§ **Given records**
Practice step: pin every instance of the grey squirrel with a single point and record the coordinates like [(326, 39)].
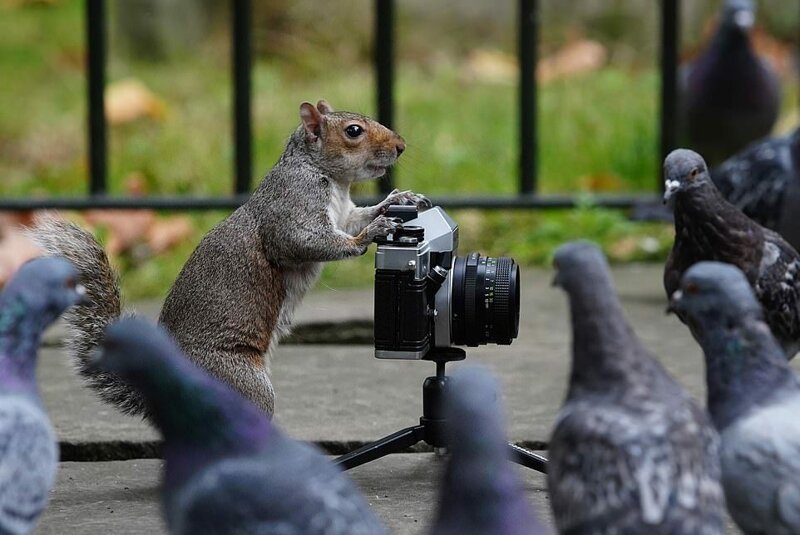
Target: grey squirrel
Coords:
[(236, 295)]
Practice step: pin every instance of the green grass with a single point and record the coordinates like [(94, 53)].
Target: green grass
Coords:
[(597, 132)]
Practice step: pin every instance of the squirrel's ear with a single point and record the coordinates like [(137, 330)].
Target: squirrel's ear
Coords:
[(324, 108), (312, 120)]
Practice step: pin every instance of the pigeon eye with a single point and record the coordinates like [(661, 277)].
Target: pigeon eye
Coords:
[(353, 131)]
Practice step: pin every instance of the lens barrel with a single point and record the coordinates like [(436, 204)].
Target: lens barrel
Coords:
[(485, 299)]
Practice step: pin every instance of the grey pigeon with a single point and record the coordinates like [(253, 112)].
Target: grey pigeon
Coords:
[(228, 469), (37, 294), (630, 452), (753, 397), (481, 492), (707, 227), (763, 181), (729, 96)]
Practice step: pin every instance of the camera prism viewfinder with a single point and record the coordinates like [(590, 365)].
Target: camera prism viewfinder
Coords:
[(426, 296)]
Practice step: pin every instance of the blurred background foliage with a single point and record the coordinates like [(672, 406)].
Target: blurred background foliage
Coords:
[(169, 107)]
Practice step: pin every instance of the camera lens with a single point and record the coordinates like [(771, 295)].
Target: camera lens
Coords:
[(485, 300)]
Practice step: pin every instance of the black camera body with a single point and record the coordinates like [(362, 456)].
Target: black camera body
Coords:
[(428, 297)]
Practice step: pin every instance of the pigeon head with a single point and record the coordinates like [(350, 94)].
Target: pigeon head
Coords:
[(739, 15), (715, 293), (471, 403), (39, 293), (138, 352), (577, 261), (684, 169), (187, 404), (481, 491)]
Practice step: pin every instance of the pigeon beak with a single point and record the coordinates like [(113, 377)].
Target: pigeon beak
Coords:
[(744, 19), (671, 187), (675, 302), (95, 359)]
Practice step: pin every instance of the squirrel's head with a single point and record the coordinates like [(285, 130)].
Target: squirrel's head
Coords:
[(349, 146)]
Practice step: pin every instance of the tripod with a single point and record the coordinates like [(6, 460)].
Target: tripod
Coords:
[(431, 427)]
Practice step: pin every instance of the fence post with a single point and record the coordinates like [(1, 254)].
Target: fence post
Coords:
[(527, 42), (670, 28), (242, 118), (383, 38), (95, 79)]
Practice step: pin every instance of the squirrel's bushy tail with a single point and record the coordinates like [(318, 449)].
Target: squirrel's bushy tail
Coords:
[(86, 322)]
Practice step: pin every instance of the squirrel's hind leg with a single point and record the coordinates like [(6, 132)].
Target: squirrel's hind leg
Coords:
[(249, 375)]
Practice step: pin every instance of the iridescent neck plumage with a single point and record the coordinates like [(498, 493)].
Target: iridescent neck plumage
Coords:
[(744, 365), (603, 344), (20, 336), (201, 420)]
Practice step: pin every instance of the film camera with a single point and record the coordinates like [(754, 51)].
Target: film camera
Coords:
[(428, 297)]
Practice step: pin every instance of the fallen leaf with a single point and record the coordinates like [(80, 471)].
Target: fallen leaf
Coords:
[(15, 250), (575, 58), (491, 67), (129, 100), (166, 233)]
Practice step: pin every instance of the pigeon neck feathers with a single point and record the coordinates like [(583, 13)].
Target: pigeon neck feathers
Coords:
[(605, 349), (710, 228), (19, 341), (744, 367)]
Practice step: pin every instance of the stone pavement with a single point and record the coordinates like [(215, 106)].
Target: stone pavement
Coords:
[(341, 397)]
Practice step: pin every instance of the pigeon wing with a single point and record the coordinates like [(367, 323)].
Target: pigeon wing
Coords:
[(28, 462), (778, 290), (761, 469), (258, 495)]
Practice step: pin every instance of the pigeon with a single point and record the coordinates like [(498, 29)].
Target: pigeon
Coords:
[(707, 227), (481, 492), (228, 469), (729, 97), (34, 297), (631, 451), (753, 398), (763, 181)]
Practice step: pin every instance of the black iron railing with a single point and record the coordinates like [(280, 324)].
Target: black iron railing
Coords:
[(384, 39)]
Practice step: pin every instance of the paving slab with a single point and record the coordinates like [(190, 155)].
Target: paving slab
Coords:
[(122, 497), (337, 393), (342, 393)]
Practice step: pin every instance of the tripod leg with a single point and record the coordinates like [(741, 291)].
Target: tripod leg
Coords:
[(390, 444), (528, 459)]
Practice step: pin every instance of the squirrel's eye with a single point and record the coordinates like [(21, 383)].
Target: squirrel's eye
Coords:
[(692, 289), (353, 131)]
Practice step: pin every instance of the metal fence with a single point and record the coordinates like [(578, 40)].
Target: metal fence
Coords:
[(384, 65)]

§ **Short task**
Format the records from the line with "Practice step: pin every instance of the pigeon wing" to the line with "[(384, 39)]", both included, as a JSON list of strings with one string per line and no blank lines. Include no other lines.

§ **Answer to the task**
[
  "Practice step: pin every instance of the pigeon wing with a single point and record the coordinates like [(367, 323)].",
  "Target: pigeon wing",
  "Coords:",
  "[(28, 462), (778, 290), (761, 469), (258, 495)]",
  "Practice step: pin every instance of the pigeon with a single point and record the coordinates like [(498, 29)].",
  "Target: pigeon",
  "Coords:",
  "[(707, 227), (481, 492), (228, 469), (729, 97), (34, 297), (631, 451), (753, 398), (763, 181)]",
  "Practice step: pin every instance of the black iron railing with a single point and record the coordinates like [(280, 324)].",
  "Target: black iron railing",
  "Coords:",
  "[(384, 39)]"
]